RFC: A Full-stack Analytics Platform Architecture
Hayden McParlane
Posted on June 2, 2022
TL;DR
Predecos is in its proof-of-concept (PoC) stage. Most of my focus has been on getting the codebase setup for high-reliability, high-velocity, and efficient development. System technologies include Lit and Auth0 on the front-end communicating with an Apollo GraphQL back-end. Apollo GraphQL provides tethering of the various microservices which communicate quickly with each other using Apache Kafka through KafkaJS. Automation is leveraged to increase code quality with tools used such as Husky, Coveralls, Snyk, SonarCloud, CodeClimate and CircleCI; all of which are free for open-source projects. Operations are improved by the powerful but somewhat complex orchestration tool Kubernetes. Helm is used to simplify interactions with Kubernetes. Finally, Docker is used for image creation. Business logic is performed using a command-line interface (CLI) which communicates with the invoking microservice using a Kafka event. The microservice in that scenario provides authorization, management and storage logic while producing events of its own for consumption by different microservices. One question that remains is how a library like TensorFlow will perform when executed inside a Kubernetes job or cron job.
Introduction
When starting a new project, there are many approaches to consider to ensure that the project is maintainable both in terms of code quality as well as personnel. How do you keep the codebase affordable? What technologies should be adopted to attain project goals? How do you enforce coding standards? How do you keep faulty code from contaminating the main branch? How best to ensure that the system scales well as user numbers increase? In order to create a quality product, these, and other, questions must be addressed. The architecture of Predecos (Predictive Economic System) serves as one solution to the problem of creating a full-stack analytics platform, and I’m interested in collaborating with others in order to improve its design. Some considerations that I view as high return on investment (ROI) include maintaining simplicity; following sound architectural principles; using automation whenever possible; using heavily vetted, and open-source security tools; favoring long-term support (LTS) versions, and keeping things affordable.

**Information supplied**.

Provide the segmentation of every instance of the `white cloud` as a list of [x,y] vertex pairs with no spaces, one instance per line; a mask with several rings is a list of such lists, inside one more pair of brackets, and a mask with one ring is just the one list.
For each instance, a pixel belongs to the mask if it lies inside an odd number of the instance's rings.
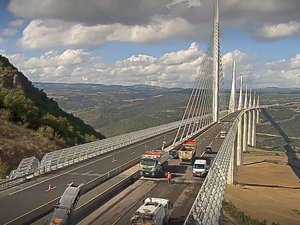
[[163,64],[178,65],[191,59],[198,58],[201,55],[196,43],[192,43],[187,50],[180,50],[178,52],[166,53],[160,57]]
[[[1,53],[1,51],[0,51]],[[104,63],[83,49],[67,49],[62,53],[49,51],[40,57],[7,54],[30,80],[43,82],[90,82],[102,84],[148,84],[164,87],[191,87],[205,54],[192,43],[185,50],[169,52],[160,57],[133,55],[113,64]],[[299,87],[300,54],[288,59],[258,62],[253,54],[238,50],[223,56],[225,87],[230,87],[232,55],[237,73],[243,73],[249,87]],[[166,63],[169,62],[169,63]]]
[[1,34],[3,36],[14,36],[17,33],[16,29],[6,28],[4,29]]
[[175,34],[189,37],[195,28],[181,18],[155,17],[149,25],[122,24],[86,26],[57,20],[32,20],[23,31],[23,48],[50,49],[57,46],[99,46],[109,41],[152,43]]
[[8,26],[18,28],[18,27],[21,27],[23,25],[23,23],[24,23],[24,20],[22,20],[22,19],[16,19],[16,20],[11,21],[8,24]]
[[289,23],[280,23],[275,25],[265,25],[255,35],[259,39],[281,39],[293,36],[300,32],[300,23],[291,21]]
[[[203,39],[211,31],[207,28],[211,28],[213,5],[211,0],[44,0],[42,4],[40,0],[11,0],[8,8],[16,16],[33,20],[26,29],[32,28],[34,35],[25,33],[22,43],[39,47],[43,45],[34,40],[37,33],[48,37],[55,30],[46,21],[60,21],[56,36],[74,35],[62,42],[64,46],[80,46],[88,32],[94,35],[95,45],[115,40],[148,43],[168,38]],[[299,7],[299,0],[226,0],[220,1],[220,16],[224,26],[242,29],[257,39],[274,40],[299,33]],[[43,24],[34,27],[37,19]]]

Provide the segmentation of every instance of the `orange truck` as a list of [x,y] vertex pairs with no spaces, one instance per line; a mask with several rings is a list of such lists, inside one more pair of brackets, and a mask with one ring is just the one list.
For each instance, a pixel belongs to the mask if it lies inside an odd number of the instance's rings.
[[181,162],[192,164],[196,157],[196,149],[197,142],[195,140],[187,140],[183,142],[182,148],[178,151]]

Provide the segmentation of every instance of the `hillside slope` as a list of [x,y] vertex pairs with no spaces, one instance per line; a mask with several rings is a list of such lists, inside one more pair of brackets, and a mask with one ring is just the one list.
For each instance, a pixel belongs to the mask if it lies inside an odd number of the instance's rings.
[[[105,138],[64,112],[0,55],[0,175],[23,157]],[[2,172],[1,172],[2,171]]]

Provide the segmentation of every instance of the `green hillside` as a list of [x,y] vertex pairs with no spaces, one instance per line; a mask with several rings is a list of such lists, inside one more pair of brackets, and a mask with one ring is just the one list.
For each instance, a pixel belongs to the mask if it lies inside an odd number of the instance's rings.
[[[105,138],[56,101],[0,56],[0,175],[23,157]],[[2,172],[1,172],[2,171]]]

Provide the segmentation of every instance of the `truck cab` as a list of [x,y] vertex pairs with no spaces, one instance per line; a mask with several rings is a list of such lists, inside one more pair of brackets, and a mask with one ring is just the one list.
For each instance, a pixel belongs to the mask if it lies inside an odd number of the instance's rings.
[[205,159],[196,159],[193,165],[193,176],[203,177],[208,170],[207,161]]
[[168,165],[169,153],[161,150],[146,151],[140,160],[141,176],[156,177],[164,176]]
[[169,151],[170,159],[177,159],[178,158],[178,151],[176,149]]
[[50,220],[49,225],[63,225],[68,224],[68,221],[76,207],[77,202],[81,196],[81,187],[74,185],[74,182],[68,185],[62,194],[57,205],[55,205],[54,211]]
[[225,137],[226,137],[226,131],[222,130],[221,133],[220,133],[220,138],[224,139]]
[[131,225],[167,224],[171,207],[172,204],[168,199],[149,197],[132,215]]

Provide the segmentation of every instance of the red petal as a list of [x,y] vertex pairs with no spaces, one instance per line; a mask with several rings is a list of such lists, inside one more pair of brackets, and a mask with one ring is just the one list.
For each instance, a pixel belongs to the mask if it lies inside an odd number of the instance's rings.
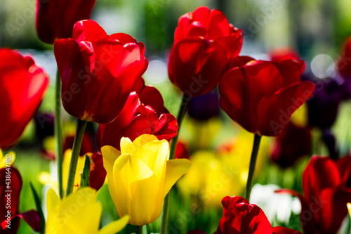
[[293,113],[312,96],[314,90],[314,84],[303,82],[284,87],[274,95],[262,96],[257,108],[258,132],[265,136],[281,133]]
[[0,148],[5,149],[15,143],[34,115],[48,77],[32,58],[15,51],[0,49],[0,108],[6,113],[0,116]]
[[91,20],[78,21],[73,27],[72,39],[77,42],[93,41],[106,39],[106,32],[96,22]]
[[303,188],[309,202],[319,198],[325,188],[336,188],[341,184],[336,164],[329,157],[313,157],[303,174]]
[[216,87],[226,64],[225,51],[216,42],[178,41],[171,51],[169,78],[187,96],[200,96]]
[[89,186],[98,190],[104,185],[107,173],[104,168],[102,156],[93,154],[91,157],[93,164],[89,174]]
[[274,93],[282,85],[282,77],[272,63],[251,61],[241,69],[230,70],[222,78],[220,106],[232,119],[256,133],[260,130],[259,123],[265,117],[258,110],[260,100]]
[[302,234],[301,232],[283,227],[274,227],[272,228],[273,234]]

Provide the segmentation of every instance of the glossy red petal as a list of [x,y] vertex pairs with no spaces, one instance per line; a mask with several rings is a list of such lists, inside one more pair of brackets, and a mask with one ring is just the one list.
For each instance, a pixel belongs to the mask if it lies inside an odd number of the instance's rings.
[[218,224],[218,234],[272,234],[270,223],[258,206],[240,197],[225,197],[222,204],[223,216]]
[[289,123],[293,113],[312,96],[314,84],[303,82],[284,87],[273,95],[262,96],[258,103],[258,131],[277,136]]
[[93,154],[91,157],[93,164],[89,174],[89,186],[98,190],[104,185],[107,172],[101,155]]
[[272,228],[273,234],[302,234],[301,232],[283,227],[274,227]]
[[285,60],[282,62],[272,62],[284,77],[284,86],[288,86],[296,82],[300,82],[300,76],[305,69],[305,63],[302,60]]
[[[38,109],[48,86],[45,72],[32,58],[0,49],[0,148],[13,145]],[[6,59],[8,60],[6,61]]]
[[274,93],[282,83],[282,78],[273,65],[251,61],[242,68],[228,71],[222,78],[220,106],[232,119],[256,133],[260,130],[259,121],[265,117],[258,110],[260,98]]
[[204,39],[176,42],[168,61],[172,83],[187,96],[206,93],[218,84],[227,64],[224,49]]

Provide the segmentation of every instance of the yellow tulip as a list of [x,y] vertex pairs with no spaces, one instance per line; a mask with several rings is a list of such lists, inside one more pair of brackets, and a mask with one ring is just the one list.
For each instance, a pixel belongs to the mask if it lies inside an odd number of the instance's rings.
[[110,193],[119,216],[128,214],[129,223],[142,226],[157,220],[164,198],[191,167],[185,159],[167,160],[168,143],[142,135],[133,143],[121,139],[121,152],[101,148]]
[[0,149],[0,168],[6,168],[12,165],[15,161],[15,155],[13,152],[10,152],[4,156],[1,149]]
[[128,223],[129,216],[113,221],[98,230],[102,207],[96,202],[95,190],[84,187],[60,200],[53,189],[46,195],[46,234],[112,234]]

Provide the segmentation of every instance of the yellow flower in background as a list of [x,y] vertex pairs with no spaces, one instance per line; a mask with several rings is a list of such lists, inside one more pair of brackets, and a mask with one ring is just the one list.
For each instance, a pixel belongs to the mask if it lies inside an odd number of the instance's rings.
[[133,225],[159,217],[164,197],[192,164],[185,159],[167,160],[168,143],[153,135],[142,135],[133,143],[122,138],[121,152],[110,145],[101,151],[117,213],[129,215]]
[[15,162],[15,152],[11,151],[4,155],[1,149],[0,149],[0,168],[6,168],[6,165],[11,166]]
[[53,189],[46,195],[47,221],[46,234],[113,234],[128,223],[129,217],[113,221],[98,230],[102,207],[96,202],[96,192],[84,187],[60,200]]
[[[67,181],[68,177],[68,171],[69,169],[69,163],[72,157],[72,150],[68,149],[65,151],[63,154],[62,162],[62,187],[65,192],[67,186]],[[74,187],[73,187],[73,192],[76,191],[81,182],[80,172],[83,171],[84,168],[85,157],[79,157],[78,163],[77,164],[76,176],[74,176]],[[57,174],[57,165],[56,162],[51,165],[51,173],[46,171],[41,172],[39,176],[39,181],[46,186],[55,189],[58,193],[58,174]]]
[[[201,200],[204,209],[222,209],[225,196],[242,195],[250,163],[253,137],[242,130],[230,144],[217,151],[199,150],[190,156],[192,167],[177,183],[182,193]],[[267,153],[267,144],[262,140],[256,164],[256,174],[263,167]]]

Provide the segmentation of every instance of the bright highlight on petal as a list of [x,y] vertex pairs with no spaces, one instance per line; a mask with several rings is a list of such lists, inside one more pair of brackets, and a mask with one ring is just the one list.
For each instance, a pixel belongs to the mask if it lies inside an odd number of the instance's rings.
[[117,213],[120,217],[129,215],[133,225],[157,219],[164,197],[191,167],[185,159],[167,161],[168,143],[153,135],[142,135],[133,142],[122,138],[121,155],[109,145],[101,150]]
[[15,162],[15,152],[11,151],[4,155],[1,149],[0,149],[0,168],[6,168],[6,165],[8,167],[11,166]]

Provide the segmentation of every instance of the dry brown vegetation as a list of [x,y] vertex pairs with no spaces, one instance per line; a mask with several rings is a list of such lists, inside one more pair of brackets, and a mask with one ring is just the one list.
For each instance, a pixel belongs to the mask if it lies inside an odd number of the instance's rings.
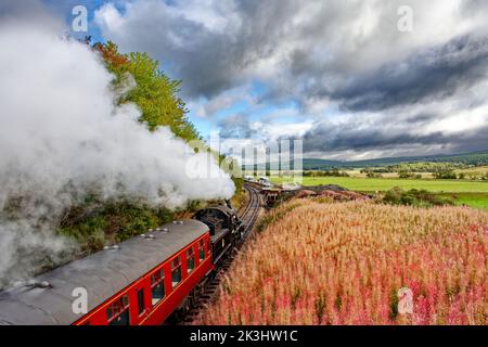
[[488,214],[326,200],[273,210],[200,323],[488,323]]

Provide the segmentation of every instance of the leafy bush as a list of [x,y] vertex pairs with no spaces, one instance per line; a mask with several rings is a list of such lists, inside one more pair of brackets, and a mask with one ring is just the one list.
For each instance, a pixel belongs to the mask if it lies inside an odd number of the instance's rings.
[[383,203],[390,205],[408,205],[418,207],[432,207],[453,205],[451,200],[436,196],[426,190],[412,189],[403,191],[401,188],[394,188],[385,193]]

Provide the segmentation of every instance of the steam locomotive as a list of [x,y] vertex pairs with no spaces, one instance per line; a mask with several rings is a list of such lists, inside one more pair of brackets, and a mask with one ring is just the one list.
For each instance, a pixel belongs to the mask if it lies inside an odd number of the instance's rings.
[[0,324],[155,325],[183,313],[243,236],[219,205],[0,292]]

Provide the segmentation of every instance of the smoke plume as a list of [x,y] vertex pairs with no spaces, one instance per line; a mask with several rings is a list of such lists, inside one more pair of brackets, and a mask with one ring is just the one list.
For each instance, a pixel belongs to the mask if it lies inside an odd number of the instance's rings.
[[99,54],[57,28],[46,15],[0,18],[0,286],[72,249],[53,229],[88,193],[174,208],[234,192],[214,160],[118,106]]

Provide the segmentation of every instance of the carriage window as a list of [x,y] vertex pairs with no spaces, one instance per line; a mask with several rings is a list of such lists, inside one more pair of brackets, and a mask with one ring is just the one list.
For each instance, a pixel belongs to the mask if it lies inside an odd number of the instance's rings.
[[204,246],[203,240],[201,240],[198,242],[198,257],[200,257],[200,260],[205,259],[205,246]]
[[106,309],[108,325],[130,325],[129,296],[112,303]]
[[171,262],[171,281],[174,287],[181,282],[181,257],[176,258]]
[[138,306],[139,306],[139,316],[141,316],[145,311],[144,288],[138,292]]
[[152,304],[155,306],[165,297],[165,273],[162,270],[156,271],[151,277]]
[[193,246],[187,250],[187,268],[188,273],[192,272],[195,268],[195,254],[193,253]]

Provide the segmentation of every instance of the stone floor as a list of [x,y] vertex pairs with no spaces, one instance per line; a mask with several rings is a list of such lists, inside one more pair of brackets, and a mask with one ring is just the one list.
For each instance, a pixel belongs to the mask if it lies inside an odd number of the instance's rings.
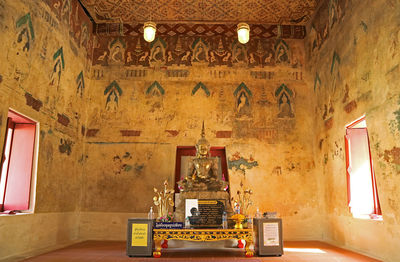
[[47,254],[26,259],[29,262],[146,262],[146,261],[296,261],[296,262],[347,262],[347,261],[379,261],[317,241],[285,242],[284,255],[281,257],[244,257],[243,250],[225,249],[163,249],[161,258],[130,258],[125,254],[123,241],[86,241]]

**Exercise objective**.
Do the following statements agree with the Predecos RFC above? Answer yes or no for each and quote the words from the text that decide it.
1. Helm is the tool used for image creation.
2. The code-quality automation tools listed are all free for open-source projects.
3. Predecos is short for Predictive Economic System.

**Written reply**.
1. No: "Finally, Docker is used for image creation."
2. Yes: "all of which are free for open-source projects"
3. Yes: "Predecos (Predictive Economic System)"